- _The problem_: In the records below, find the line containing "identify every cobblestone" and retype it and every line after it exactly, adding nothing.

==================================================

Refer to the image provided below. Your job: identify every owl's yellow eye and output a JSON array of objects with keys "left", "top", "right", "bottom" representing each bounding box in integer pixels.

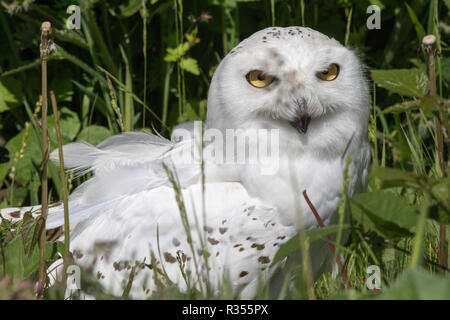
[
  {"left": 316, "top": 63, "right": 340, "bottom": 81},
  {"left": 246, "top": 70, "right": 275, "bottom": 88}
]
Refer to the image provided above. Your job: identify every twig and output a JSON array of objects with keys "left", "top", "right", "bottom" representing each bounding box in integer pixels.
[
  {"left": 50, "top": 91, "right": 71, "bottom": 282},
  {"left": 37, "top": 21, "right": 51, "bottom": 298},
  {"left": 303, "top": 190, "right": 352, "bottom": 289},
  {"left": 422, "top": 34, "right": 447, "bottom": 273}
]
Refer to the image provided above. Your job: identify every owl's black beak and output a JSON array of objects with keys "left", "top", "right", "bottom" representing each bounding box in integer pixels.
[
  {"left": 290, "top": 98, "right": 311, "bottom": 134},
  {"left": 290, "top": 115, "right": 311, "bottom": 134}
]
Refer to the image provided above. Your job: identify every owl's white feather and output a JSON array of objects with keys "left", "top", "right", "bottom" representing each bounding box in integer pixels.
[{"left": 0, "top": 27, "right": 370, "bottom": 299}]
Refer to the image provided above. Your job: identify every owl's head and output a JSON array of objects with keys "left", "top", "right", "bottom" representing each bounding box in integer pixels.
[{"left": 206, "top": 27, "right": 369, "bottom": 155}]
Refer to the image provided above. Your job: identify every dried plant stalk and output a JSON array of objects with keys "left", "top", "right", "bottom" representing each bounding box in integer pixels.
[
  {"left": 37, "top": 21, "right": 52, "bottom": 298},
  {"left": 50, "top": 91, "right": 71, "bottom": 281}
]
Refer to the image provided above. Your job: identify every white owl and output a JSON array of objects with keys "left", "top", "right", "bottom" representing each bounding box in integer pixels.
[{"left": 0, "top": 27, "right": 370, "bottom": 299}]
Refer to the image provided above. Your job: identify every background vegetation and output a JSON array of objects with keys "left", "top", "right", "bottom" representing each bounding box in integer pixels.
[{"left": 0, "top": 0, "right": 449, "bottom": 299}]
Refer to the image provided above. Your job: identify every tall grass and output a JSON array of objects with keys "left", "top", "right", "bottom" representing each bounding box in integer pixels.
[{"left": 0, "top": 0, "right": 448, "bottom": 299}]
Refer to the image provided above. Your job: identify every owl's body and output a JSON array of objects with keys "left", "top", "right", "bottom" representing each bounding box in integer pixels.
[{"left": 0, "top": 27, "right": 370, "bottom": 298}]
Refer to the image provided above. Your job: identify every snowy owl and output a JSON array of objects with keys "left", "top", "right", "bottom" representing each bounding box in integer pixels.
[{"left": 0, "top": 27, "right": 370, "bottom": 299}]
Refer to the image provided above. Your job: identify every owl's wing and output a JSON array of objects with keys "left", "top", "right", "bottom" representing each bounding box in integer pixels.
[{"left": 63, "top": 182, "right": 295, "bottom": 299}]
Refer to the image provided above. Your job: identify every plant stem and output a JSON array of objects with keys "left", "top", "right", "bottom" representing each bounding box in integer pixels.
[
  {"left": 37, "top": 21, "right": 51, "bottom": 298},
  {"left": 422, "top": 34, "right": 447, "bottom": 273},
  {"left": 141, "top": 0, "right": 148, "bottom": 128},
  {"left": 50, "top": 91, "right": 71, "bottom": 283},
  {"left": 411, "top": 191, "right": 431, "bottom": 267},
  {"left": 303, "top": 190, "right": 352, "bottom": 290}
]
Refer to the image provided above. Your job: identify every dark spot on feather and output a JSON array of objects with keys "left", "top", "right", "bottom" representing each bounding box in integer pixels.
[
  {"left": 73, "top": 250, "right": 83, "bottom": 259},
  {"left": 234, "top": 243, "right": 241, "bottom": 248},
  {"left": 239, "top": 271, "right": 249, "bottom": 278},
  {"left": 204, "top": 225, "right": 213, "bottom": 234},
  {"left": 208, "top": 237, "right": 219, "bottom": 245},
  {"left": 251, "top": 243, "right": 265, "bottom": 250},
  {"left": 163, "top": 252, "right": 177, "bottom": 263},
  {"left": 277, "top": 236, "right": 286, "bottom": 240},
  {"left": 258, "top": 256, "right": 271, "bottom": 264},
  {"left": 113, "top": 261, "right": 123, "bottom": 271},
  {"left": 216, "top": 252, "right": 220, "bottom": 257},
  {"left": 172, "top": 237, "right": 181, "bottom": 247},
  {"left": 239, "top": 247, "right": 245, "bottom": 252},
  {"left": 8, "top": 210, "right": 21, "bottom": 218},
  {"left": 219, "top": 227, "right": 228, "bottom": 234},
  {"left": 222, "top": 219, "right": 227, "bottom": 224}
]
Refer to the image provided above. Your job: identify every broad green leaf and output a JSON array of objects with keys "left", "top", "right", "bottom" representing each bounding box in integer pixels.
[
  {"left": 382, "top": 96, "right": 436, "bottom": 117},
  {"left": 48, "top": 107, "right": 81, "bottom": 146},
  {"left": 50, "top": 72, "right": 74, "bottom": 102},
  {"left": 378, "top": 268, "right": 450, "bottom": 299},
  {"left": 370, "top": 166, "right": 425, "bottom": 189},
  {"left": 180, "top": 58, "right": 200, "bottom": 76},
  {"left": 0, "top": 77, "right": 23, "bottom": 112},
  {"left": 350, "top": 191, "right": 419, "bottom": 238},
  {"left": 2, "top": 236, "right": 25, "bottom": 280},
  {"left": 4, "top": 107, "right": 80, "bottom": 187},
  {"left": 20, "top": 211, "right": 42, "bottom": 258},
  {"left": 0, "top": 236, "right": 57, "bottom": 281},
  {"left": 271, "top": 224, "right": 351, "bottom": 266},
  {"left": 370, "top": 69, "right": 429, "bottom": 97},
  {"left": 77, "top": 125, "right": 111, "bottom": 145},
  {"left": 431, "top": 178, "right": 450, "bottom": 201}
]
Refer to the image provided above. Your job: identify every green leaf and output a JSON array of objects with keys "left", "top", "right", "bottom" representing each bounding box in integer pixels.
[
  {"left": 0, "top": 77, "right": 23, "bottom": 112},
  {"left": 48, "top": 107, "right": 81, "bottom": 146},
  {"left": 370, "top": 166, "right": 424, "bottom": 189},
  {"left": 179, "top": 58, "right": 200, "bottom": 76},
  {"left": 370, "top": 69, "right": 429, "bottom": 97},
  {"left": 432, "top": 178, "right": 450, "bottom": 201},
  {"left": 381, "top": 96, "right": 436, "bottom": 117},
  {"left": 441, "top": 57, "right": 450, "bottom": 83},
  {"left": 164, "top": 43, "right": 190, "bottom": 62},
  {"left": 350, "top": 191, "right": 419, "bottom": 238},
  {"left": 271, "top": 224, "right": 351, "bottom": 266},
  {"left": 77, "top": 125, "right": 111, "bottom": 145},
  {"left": 0, "top": 236, "right": 57, "bottom": 281},
  {"left": 119, "top": 0, "right": 142, "bottom": 18},
  {"left": 2, "top": 237, "right": 25, "bottom": 280},
  {"left": 50, "top": 71, "right": 74, "bottom": 102},
  {"left": 428, "top": 204, "right": 450, "bottom": 225},
  {"left": 3, "top": 107, "right": 80, "bottom": 187},
  {"left": 405, "top": 2, "right": 426, "bottom": 41},
  {"left": 378, "top": 268, "right": 450, "bottom": 299},
  {"left": 19, "top": 211, "right": 43, "bottom": 259}
]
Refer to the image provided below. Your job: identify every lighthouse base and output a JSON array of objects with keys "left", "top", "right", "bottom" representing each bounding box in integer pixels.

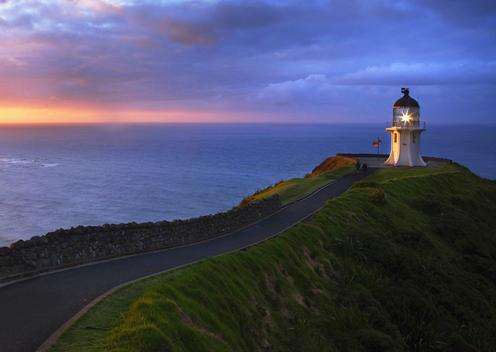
[
  {"left": 385, "top": 127, "right": 427, "bottom": 167},
  {"left": 385, "top": 154, "right": 427, "bottom": 167}
]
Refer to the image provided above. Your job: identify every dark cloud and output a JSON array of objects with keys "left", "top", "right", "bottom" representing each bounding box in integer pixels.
[
  {"left": 0, "top": 0, "right": 494, "bottom": 122},
  {"left": 213, "top": 1, "right": 282, "bottom": 29},
  {"left": 417, "top": 0, "right": 496, "bottom": 25}
]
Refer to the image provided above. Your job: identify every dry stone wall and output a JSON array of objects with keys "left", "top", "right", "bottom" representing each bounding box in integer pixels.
[{"left": 0, "top": 196, "right": 280, "bottom": 281}]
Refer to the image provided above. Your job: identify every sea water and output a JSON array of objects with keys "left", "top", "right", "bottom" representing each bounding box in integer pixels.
[{"left": 0, "top": 123, "right": 494, "bottom": 246}]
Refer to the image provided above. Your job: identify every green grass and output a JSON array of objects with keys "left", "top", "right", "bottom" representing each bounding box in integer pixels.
[
  {"left": 51, "top": 162, "right": 496, "bottom": 352},
  {"left": 241, "top": 164, "right": 355, "bottom": 206}
]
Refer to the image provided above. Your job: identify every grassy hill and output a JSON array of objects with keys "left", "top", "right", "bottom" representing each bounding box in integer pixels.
[
  {"left": 52, "top": 161, "right": 496, "bottom": 352},
  {"left": 240, "top": 155, "right": 356, "bottom": 206}
]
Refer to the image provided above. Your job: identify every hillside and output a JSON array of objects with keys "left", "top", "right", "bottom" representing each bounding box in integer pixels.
[
  {"left": 240, "top": 155, "right": 356, "bottom": 206},
  {"left": 52, "top": 162, "right": 496, "bottom": 352}
]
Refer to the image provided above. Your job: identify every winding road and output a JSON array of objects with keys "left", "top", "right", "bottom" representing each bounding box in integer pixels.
[{"left": 0, "top": 171, "right": 372, "bottom": 352}]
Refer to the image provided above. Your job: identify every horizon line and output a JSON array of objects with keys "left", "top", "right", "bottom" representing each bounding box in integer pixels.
[{"left": 0, "top": 121, "right": 494, "bottom": 127}]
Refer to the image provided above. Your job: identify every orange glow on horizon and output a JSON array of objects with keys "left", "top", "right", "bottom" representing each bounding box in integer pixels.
[{"left": 0, "top": 105, "right": 256, "bottom": 124}]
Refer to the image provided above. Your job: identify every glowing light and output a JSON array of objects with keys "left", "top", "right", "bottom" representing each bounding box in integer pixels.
[{"left": 400, "top": 109, "right": 412, "bottom": 124}]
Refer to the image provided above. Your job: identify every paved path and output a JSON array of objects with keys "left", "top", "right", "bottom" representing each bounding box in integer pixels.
[{"left": 0, "top": 171, "right": 372, "bottom": 352}]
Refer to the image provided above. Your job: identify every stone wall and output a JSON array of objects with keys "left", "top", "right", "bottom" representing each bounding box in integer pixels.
[{"left": 0, "top": 196, "right": 280, "bottom": 281}]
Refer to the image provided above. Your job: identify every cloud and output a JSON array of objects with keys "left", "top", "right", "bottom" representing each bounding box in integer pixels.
[
  {"left": 160, "top": 19, "right": 216, "bottom": 46},
  {"left": 259, "top": 60, "right": 496, "bottom": 105},
  {"left": 337, "top": 62, "right": 496, "bottom": 86},
  {"left": 417, "top": 0, "right": 496, "bottom": 25},
  {"left": 213, "top": 1, "right": 281, "bottom": 29},
  {"left": 0, "top": 0, "right": 494, "bottom": 123},
  {"left": 258, "top": 74, "right": 333, "bottom": 105}
]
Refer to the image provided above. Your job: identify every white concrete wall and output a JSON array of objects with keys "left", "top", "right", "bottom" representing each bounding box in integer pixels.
[{"left": 385, "top": 127, "right": 426, "bottom": 167}]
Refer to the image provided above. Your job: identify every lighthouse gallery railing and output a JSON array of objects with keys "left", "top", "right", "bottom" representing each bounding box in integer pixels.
[{"left": 387, "top": 120, "right": 426, "bottom": 129}]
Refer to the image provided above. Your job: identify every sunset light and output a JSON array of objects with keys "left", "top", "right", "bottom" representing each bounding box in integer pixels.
[{"left": 0, "top": 105, "right": 258, "bottom": 124}]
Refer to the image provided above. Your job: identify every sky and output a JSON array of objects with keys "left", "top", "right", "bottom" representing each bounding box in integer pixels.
[{"left": 0, "top": 0, "right": 495, "bottom": 124}]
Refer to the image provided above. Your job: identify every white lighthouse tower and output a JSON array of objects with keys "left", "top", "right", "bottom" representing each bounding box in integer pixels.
[{"left": 385, "top": 88, "right": 426, "bottom": 167}]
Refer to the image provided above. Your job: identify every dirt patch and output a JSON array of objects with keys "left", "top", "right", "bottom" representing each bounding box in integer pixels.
[{"left": 310, "top": 156, "right": 356, "bottom": 177}]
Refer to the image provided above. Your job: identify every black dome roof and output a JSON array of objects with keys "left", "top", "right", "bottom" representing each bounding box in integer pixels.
[{"left": 393, "top": 88, "right": 419, "bottom": 108}]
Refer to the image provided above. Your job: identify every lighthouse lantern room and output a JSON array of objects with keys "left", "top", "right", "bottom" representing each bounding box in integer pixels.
[{"left": 385, "top": 88, "right": 427, "bottom": 167}]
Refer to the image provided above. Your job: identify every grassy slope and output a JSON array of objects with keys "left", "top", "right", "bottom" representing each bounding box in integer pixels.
[
  {"left": 52, "top": 163, "right": 496, "bottom": 352},
  {"left": 241, "top": 156, "right": 356, "bottom": 206}
]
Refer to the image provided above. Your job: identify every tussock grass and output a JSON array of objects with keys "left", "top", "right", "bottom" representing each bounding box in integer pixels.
[{"left": 52, "top": 162, "right": 496, "bottom": 352}]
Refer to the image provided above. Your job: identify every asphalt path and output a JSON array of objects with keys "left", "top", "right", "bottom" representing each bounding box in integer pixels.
[{"left": 0, "top": 170, "right": 371, "bottom": 352}]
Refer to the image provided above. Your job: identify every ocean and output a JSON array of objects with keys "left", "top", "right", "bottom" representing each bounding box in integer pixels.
[{"left": 0, "top": 123, "right": 494, "bottom": 246}]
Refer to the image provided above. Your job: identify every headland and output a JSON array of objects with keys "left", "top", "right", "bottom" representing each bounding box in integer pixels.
[{"left": 46, "top": 155, "right": 496, "bottom": 352}]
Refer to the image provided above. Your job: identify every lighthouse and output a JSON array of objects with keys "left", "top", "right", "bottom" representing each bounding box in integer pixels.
[{"left": 385, "top": 88, "right": 426, "bottom": 167}]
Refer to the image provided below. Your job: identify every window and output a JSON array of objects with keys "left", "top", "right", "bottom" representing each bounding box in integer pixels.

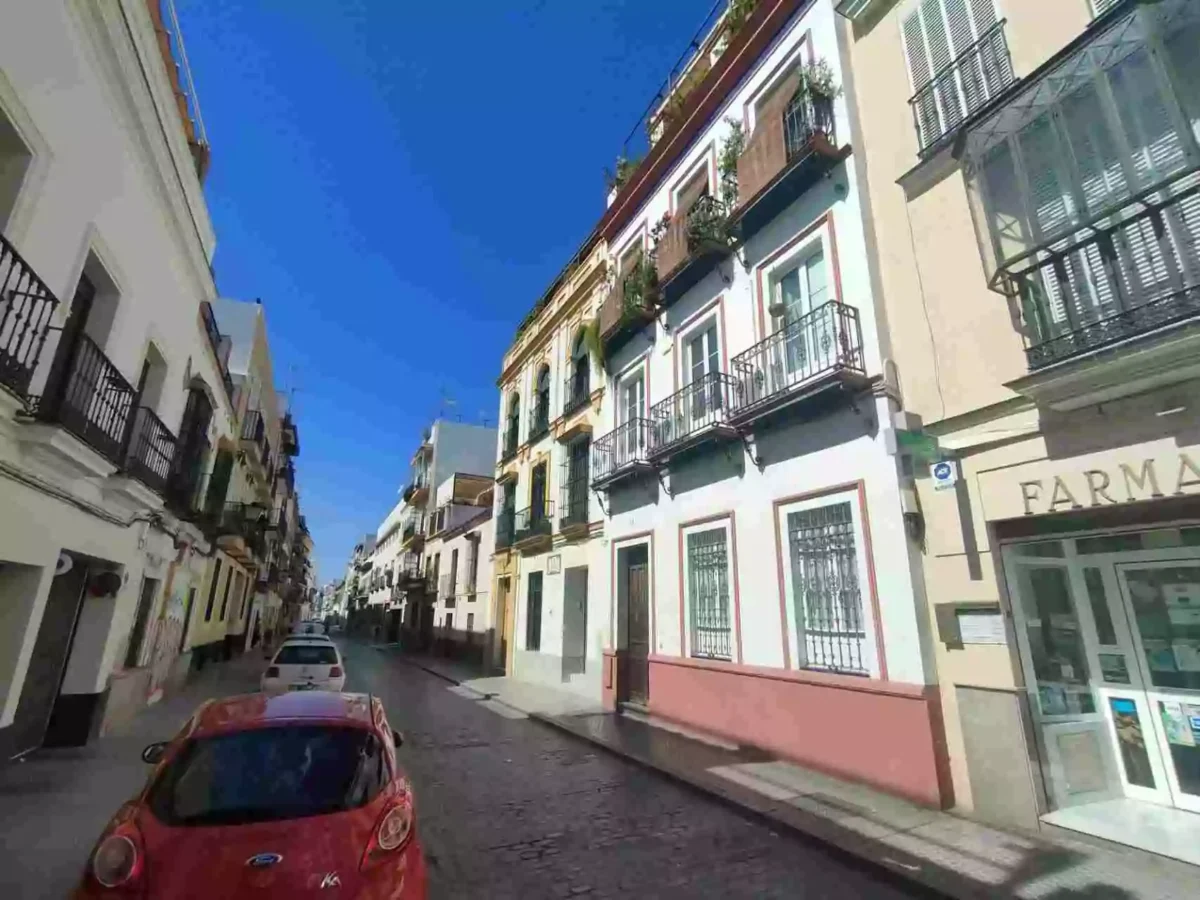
[
  {"left": 526, "top": 571, "right": 543, "bottom": 650},
  {"left": 204, "top": 559, "right": 222, "bottom": 622},
  {"left": 530, "top": 462, "right": 548, "bottom": 520},
  {"left": 0, "top": 104, "right": 33, "bottom": 231},
  {"left": 783, "top": 499, "right": 869, "bottom": 675},
  {"left": 567, "top": 330, "right": 590, "bottom": 411},
  {"left": 619, "top": 371, "right": 645, "bottom": 424},
  {"left": 444, "top": 612, "right": 453, "bottom": 630},
  {"left": 449, "top": 548, "right": 459, "bottom": 596},
  {"left": 220, "top": 570, "right": 238, "bottom": 622},
  {"left": 466, "top": 536, "right": 479, "bottom": 594},
  {"left": 467, "top": 612, "right": 475, "bottom": 631},
  {"left": 1090, "top": 0, "right": 1121, "bottom": 16},
  {"left": 533, "top": 365, "right": 550, "bottom": 434},
  {"left": 273, "top": 644, "right": 338, "bottom": 665},
  {"left": 506, "top": 393, "right": 521, "bottom": 449},
  {"left": 902, "top": 0, "right": 1012, "bottom": 151},
  {"left": 147, "top": 726, "right": 383, "bottom": 826},
  {"left": 685, "top": 527, "right": 733, "bottom": 660}
]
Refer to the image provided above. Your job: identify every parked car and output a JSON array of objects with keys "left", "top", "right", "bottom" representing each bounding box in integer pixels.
[
  {"left": 74, "top": 691, "right": 426, "bottom": 898},
  {"left": 262, "top": 639, "right": 345, "bottom": 693}
]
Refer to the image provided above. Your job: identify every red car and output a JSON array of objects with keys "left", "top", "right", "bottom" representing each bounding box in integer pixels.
[{"left": 75, "top": 691, "right": 427, "bottom": 899}]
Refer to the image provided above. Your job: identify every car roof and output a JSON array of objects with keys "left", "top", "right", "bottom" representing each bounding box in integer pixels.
[
  {"left": 281, "top": 634, "right": 332, "bottom": 643},
  {"left": 191, "top": 692, "right": 373, "bottom": 735}
]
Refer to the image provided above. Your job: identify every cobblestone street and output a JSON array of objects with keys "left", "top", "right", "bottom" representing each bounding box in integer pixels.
[{"left": 0, "top": 639, "right": 935, "bottom": 899}]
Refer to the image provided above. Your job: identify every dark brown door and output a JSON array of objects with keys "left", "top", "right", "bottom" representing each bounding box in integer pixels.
[
  {"left": 561, "top": 566, "right": 588, "bottom": 680},
  {"left": 124, "top": 576, "right": 159, "bottom": 668},
  {"left": 9, "top": 562, "right": 89, "bottom": 759},
  {"left": 625, "top": 547, "right": 650, "bottom": 706}
]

==================================================

- _Output_:
Refer to the image provided above. Your job: identify every cobblestone street and output a JSON array of objects with keys "left", "top", "right", "bottom" representing each bounding box in integer pixels.
[{"left": 0, "top": 639, "right": 935, "bottom": 899}]
Refer to the image provided above. Your job: identify every dark brown door and output a JSON array of objects with keys "left", "top", "right", "bottom" representing each bounding box in integer pixels.
[
  {"left": 561, "top": 566, "right": 588, "bottom": 680},
  {"left": 124, "top": 576, "right": 159, "bottom": 668},
  {"left": 9, "top": 562, "right": 89, "bottom": 759},
  {"left": 625, "top": 547, "right": 650, "bottom": 706}
]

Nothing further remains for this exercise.